**DOCUMENT TEXT**
——————————

Poultry Veterinarians: How to Find Help for Your Flock

Finding a Veterinarian for Your Chickens is Not Always An Easy Task

by Audrey Pavia
PHOTO: If there are no avian vets in your area, ask local clinics if they are comfortable treating birds. ЮЛИЯ ЗАВАЛИШИНА/STOCK.ADOBE.COM

A poultry veterinarian is your last though when all is well in your coop. Your birds are bright-eyed, active and eating everything you give them. You have little reason to think about what you’ll do if one of your birds gets sick — until it happens.

If you keep chickens, the day will come when you go out to check on your flock and find a bird that’s not doing well. Maybe she’s lethargic and not interested in food. Maybe she’s not walking right. Or maybe she has an open wound that came from another hen or even a predator. If you live in an urban or suburban area, small-animal vets are plentiful, but where do you take a sick chicken?

Chickens Need Vets

Backyard flock owners often opt to try to treat their birds at home and don’t seek out the advice of a poultry veterinarian. This is often not in the best interest of the birds, according to veterinarians who specialize in poultry care.

——————————

**Dataset records**
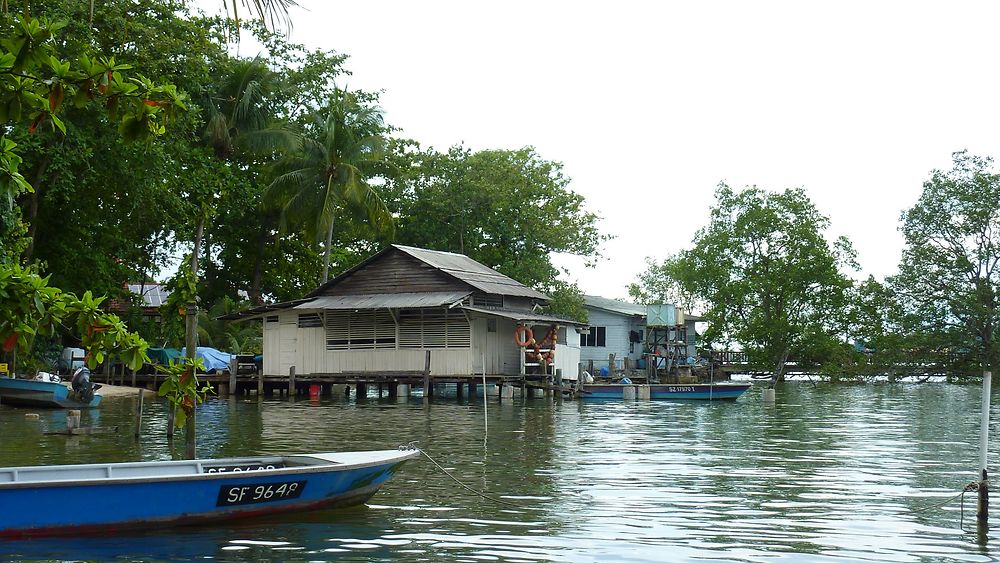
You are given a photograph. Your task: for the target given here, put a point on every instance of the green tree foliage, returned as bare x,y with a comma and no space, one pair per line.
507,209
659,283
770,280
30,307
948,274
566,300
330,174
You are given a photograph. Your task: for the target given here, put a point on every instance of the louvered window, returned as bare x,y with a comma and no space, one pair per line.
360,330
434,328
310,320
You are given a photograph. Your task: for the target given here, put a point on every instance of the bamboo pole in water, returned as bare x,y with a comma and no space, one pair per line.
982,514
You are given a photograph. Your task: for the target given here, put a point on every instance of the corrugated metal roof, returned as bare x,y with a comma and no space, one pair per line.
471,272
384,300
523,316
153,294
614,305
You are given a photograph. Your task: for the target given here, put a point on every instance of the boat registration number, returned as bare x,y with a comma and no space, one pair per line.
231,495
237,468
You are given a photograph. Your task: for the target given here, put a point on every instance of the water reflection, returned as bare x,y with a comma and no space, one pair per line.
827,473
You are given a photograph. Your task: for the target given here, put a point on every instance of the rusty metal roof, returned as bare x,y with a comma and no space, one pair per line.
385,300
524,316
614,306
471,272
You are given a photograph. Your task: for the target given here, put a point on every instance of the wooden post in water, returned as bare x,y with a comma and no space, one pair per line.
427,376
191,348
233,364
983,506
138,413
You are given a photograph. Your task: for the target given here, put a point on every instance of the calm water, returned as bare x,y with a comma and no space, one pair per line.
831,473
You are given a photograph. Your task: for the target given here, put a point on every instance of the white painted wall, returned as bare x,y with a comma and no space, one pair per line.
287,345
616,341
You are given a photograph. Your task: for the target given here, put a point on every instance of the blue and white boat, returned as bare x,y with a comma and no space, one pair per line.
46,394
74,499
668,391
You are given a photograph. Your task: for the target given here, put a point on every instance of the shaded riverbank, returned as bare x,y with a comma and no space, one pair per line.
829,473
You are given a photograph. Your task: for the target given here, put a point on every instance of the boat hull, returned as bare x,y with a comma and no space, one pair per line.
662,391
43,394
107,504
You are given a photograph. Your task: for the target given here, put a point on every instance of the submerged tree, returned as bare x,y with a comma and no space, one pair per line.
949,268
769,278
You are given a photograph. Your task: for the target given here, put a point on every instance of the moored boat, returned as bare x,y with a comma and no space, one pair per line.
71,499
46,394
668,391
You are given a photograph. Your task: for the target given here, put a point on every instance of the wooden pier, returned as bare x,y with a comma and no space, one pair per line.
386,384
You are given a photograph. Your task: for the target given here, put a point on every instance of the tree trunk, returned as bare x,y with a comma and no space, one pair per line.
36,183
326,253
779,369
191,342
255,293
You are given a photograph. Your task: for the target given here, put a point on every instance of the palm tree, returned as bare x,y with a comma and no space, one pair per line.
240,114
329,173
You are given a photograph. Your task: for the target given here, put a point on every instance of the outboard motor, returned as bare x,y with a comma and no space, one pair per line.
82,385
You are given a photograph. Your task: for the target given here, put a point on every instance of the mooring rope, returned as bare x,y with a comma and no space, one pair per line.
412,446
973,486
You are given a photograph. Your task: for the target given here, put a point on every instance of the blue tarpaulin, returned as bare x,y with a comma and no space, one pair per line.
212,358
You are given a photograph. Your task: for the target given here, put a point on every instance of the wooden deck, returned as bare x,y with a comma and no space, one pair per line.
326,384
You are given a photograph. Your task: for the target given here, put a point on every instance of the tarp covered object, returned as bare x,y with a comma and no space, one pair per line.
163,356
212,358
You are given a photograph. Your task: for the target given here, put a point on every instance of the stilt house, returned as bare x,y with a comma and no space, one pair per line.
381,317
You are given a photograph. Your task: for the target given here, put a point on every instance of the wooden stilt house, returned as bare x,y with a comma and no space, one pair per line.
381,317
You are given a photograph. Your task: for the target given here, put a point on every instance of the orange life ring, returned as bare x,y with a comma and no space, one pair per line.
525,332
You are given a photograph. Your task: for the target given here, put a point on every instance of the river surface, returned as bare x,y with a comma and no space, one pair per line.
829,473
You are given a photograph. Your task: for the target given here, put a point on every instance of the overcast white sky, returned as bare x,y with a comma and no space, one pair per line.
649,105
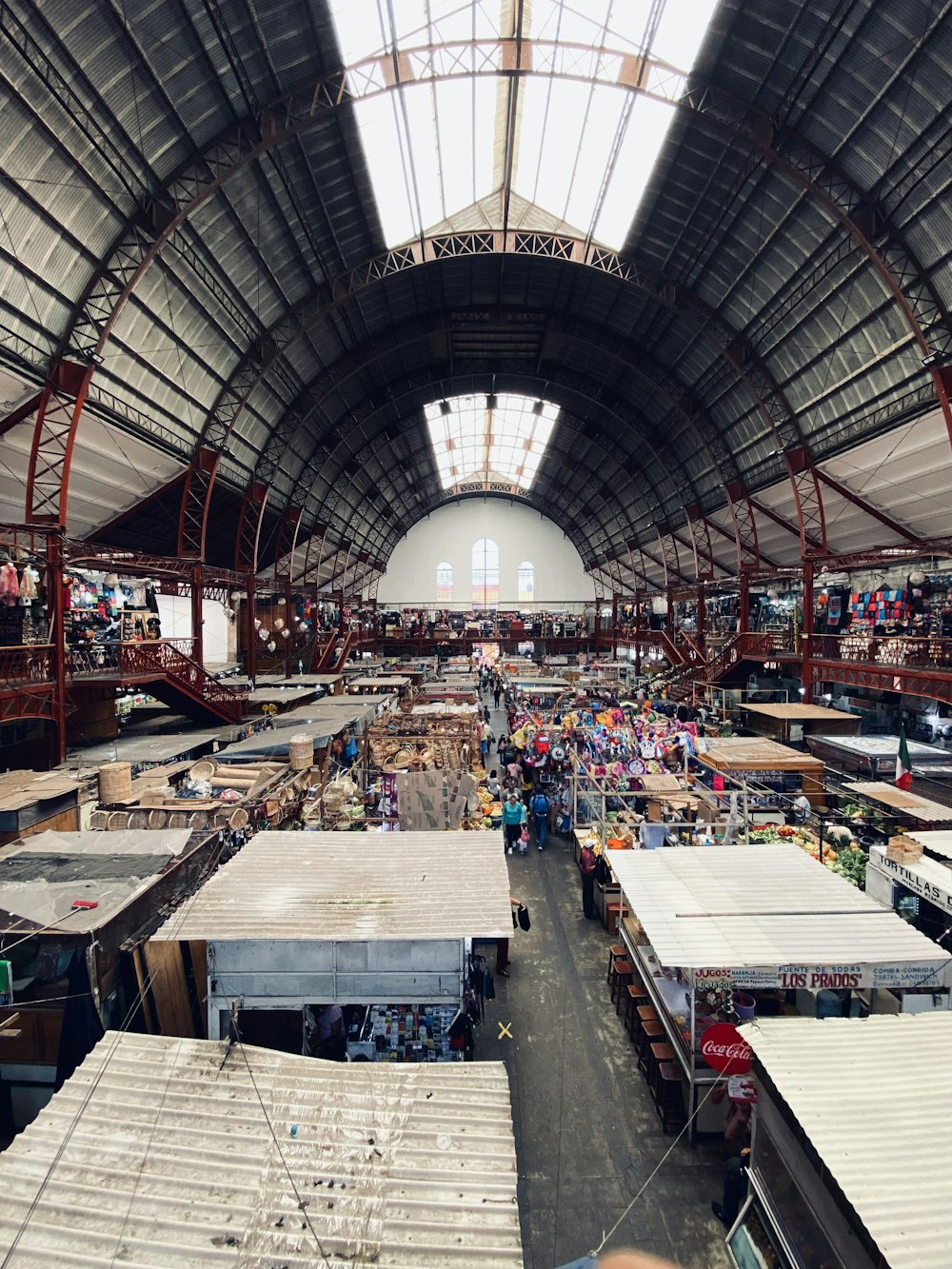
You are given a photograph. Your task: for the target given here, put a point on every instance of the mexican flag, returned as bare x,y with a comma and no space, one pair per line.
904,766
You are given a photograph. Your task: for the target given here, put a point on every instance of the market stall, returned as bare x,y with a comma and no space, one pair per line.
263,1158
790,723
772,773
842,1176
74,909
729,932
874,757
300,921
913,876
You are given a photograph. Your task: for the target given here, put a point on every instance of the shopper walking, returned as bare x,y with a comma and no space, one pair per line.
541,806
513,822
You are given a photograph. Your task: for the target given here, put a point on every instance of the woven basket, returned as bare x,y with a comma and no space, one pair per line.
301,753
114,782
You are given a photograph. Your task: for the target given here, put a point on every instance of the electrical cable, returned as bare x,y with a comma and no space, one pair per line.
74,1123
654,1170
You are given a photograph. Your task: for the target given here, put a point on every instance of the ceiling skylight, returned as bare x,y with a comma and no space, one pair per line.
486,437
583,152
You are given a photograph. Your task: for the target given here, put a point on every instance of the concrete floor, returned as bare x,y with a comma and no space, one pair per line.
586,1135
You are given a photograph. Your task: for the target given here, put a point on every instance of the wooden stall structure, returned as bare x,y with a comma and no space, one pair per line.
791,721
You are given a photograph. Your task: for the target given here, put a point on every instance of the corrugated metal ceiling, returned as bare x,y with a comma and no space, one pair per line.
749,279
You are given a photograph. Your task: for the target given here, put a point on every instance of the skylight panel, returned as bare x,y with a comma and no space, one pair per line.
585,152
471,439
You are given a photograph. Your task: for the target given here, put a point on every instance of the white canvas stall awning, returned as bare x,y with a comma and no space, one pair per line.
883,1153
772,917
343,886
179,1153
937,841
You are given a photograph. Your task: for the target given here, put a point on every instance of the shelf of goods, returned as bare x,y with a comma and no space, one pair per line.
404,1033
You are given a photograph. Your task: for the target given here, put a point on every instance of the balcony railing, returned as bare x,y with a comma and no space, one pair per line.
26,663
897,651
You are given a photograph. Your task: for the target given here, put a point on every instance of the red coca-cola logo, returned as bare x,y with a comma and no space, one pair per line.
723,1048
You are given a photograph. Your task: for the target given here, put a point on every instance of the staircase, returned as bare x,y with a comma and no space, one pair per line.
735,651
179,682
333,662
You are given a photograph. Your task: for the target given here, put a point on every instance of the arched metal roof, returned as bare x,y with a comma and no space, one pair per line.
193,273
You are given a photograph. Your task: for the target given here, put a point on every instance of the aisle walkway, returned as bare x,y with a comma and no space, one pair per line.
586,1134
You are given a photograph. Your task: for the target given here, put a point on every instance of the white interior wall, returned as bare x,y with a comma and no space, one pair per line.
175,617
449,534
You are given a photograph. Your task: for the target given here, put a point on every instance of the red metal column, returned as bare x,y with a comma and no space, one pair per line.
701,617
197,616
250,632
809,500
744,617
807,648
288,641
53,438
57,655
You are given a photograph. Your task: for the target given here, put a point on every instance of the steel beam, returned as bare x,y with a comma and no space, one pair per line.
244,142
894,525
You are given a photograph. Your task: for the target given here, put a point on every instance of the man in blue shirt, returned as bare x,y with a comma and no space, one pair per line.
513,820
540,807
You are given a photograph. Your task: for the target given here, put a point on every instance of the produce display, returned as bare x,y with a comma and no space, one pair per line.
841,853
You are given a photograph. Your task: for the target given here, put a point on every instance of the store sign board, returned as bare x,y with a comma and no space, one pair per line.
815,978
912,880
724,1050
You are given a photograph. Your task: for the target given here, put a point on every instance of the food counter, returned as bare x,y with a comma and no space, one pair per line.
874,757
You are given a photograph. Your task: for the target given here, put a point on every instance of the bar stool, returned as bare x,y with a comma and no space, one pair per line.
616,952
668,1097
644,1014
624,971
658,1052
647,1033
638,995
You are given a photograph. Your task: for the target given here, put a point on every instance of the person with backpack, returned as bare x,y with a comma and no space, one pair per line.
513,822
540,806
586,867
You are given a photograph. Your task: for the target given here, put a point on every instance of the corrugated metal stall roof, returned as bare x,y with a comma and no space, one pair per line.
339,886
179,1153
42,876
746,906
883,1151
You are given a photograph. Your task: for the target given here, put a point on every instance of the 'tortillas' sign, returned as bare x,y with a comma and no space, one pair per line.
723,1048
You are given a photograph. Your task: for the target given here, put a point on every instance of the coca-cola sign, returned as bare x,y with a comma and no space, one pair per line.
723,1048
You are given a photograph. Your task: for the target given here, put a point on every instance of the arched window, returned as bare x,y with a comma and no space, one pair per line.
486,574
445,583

——————————

**EXERCISE**
According to the article on poultry veterinarians, in what kinds of areas are small-animal vets plentiful? This data comes from a separate source.

**REPLY TO THE EXERCISE**
Urban or suburban areas.